Page ::
_ _ _ _ _
Summary. The paper introduces Sparse Gradient Descent (Sp-GD) for sparse max-affine regression, where the target is the pointwise maximum of k affine functions. It provides a non-asymptotic local convergence analysis of Sp-GD under sub-Gaussian noise when covariates satisfy sub-Gaussianity and anti-concentration, claiming that (with k and parameters fixed) an ε-accurate estimate is obtained from O(max(ε^{-2}σ_z²,1) s log(d/s)) samples; this is said to imply exact recovery from O(s log(d/s)) noise-free observations. A separate initialization procedure based on sparse PCA followed by r-covering search is analyzed under Gaussian covariates/noise and shown to require O(ε^{-2} max(σ_z^4,σ_z²,1) s² log^4(d)) samples. The paper also introduces Real Maslov Dequantization (RMD) to convert sparse generalized polynomials into max-affine models (with exponentially small approximation error in the temperature parameter) and extends the Sp-GD guarantees to the induced bounded-noise setting. Monte Carlo experiments are reported to corroborate the theory.

Significance. If the central sample-complexity claims can be made internally consistent, the non-asymptotic local-convergence result for Sp-GD and the accompanying initialization analysis would constitute a concrete contribution to the theory of sparse piecewise-linear regression in high dimensions. The RMD transformation is a novel technical device whose exponential error decay is a clear strength. The work supplies explicit dependence on sparsity s, dimension d, and noise level, which is useful when such rates are needed for downstream algorithm design.

major comments (1)
  1. [Abstract] Abstract: the claim that Sp-GD yields exact recovery from O(s log(d/s)) noise-free observations is not supported by the given initialization bound. The initialization analysis (under Gaussian covariates) requires O(ε^{-2} max(σ_z^4,σ_z²,1) s² log^4(d)) samples and is not shown to improve to O(s log(d/s)) when σ_z=0. Because the Sp-GD guarantee is local, the overall procedure cannot achieve the stated noise-free rate unless the initialization succeeds at that rate.
minor comments (1)
  1. The abstract refers to 'non-asymptotic analyses' for both Sp-GD and initialization without citing specific theorem or proposition numbers, making it difficult to locate the precise statements that support the displayed sample-complexity expressions.
_ _ _ _ _
Available data ::
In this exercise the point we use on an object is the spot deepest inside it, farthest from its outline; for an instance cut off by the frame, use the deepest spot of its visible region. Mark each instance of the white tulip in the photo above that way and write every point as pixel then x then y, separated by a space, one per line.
_ _ _ _ _
Short task 1 :: List every distinct big-O sample-complexity expression in the review of the Sparse Gradient Descent paper, in the order each first appears.
Short task 2 :: Write the next part of the review of the Sparse Gradient Descent paper, picking up right after its final sentence.

Exercise output 1 ::
1. O(max(ε^{-2}σ_z²,1) s log(d/s))
2. O(s log(d/s))
3. O(ε^{-2} max(σ_z^4,σ_z²,1) s² log^4(d))

Exercise output 2 ::
Simulated Author's Rebuttal

1 responses · 0 unresolved

We thank the referee for their careful reading and for identifying an important inconsistency in the abstract. We address the comment below and will revise the manuscript accordingly.

read point-by-point responses

  1. Referee: [Abstract] Abstract: the claim that Sp-GD yields exact recovery from O(s log(d/s)) noise-free observations is not supported by the given initialization bound. The initialization analysis (under Gaussian covariates) requires O(ε^{-2} max(σ_z^4,σ_z²,1) s² log^4(d)) samples and is not shown to improve to O(s log(d/s)) when σ_z=0. Because the Sp-GD guarantee is local, the overall procedure cannot achieve the stated noise-free rate unless the initialization succeeds at that rate.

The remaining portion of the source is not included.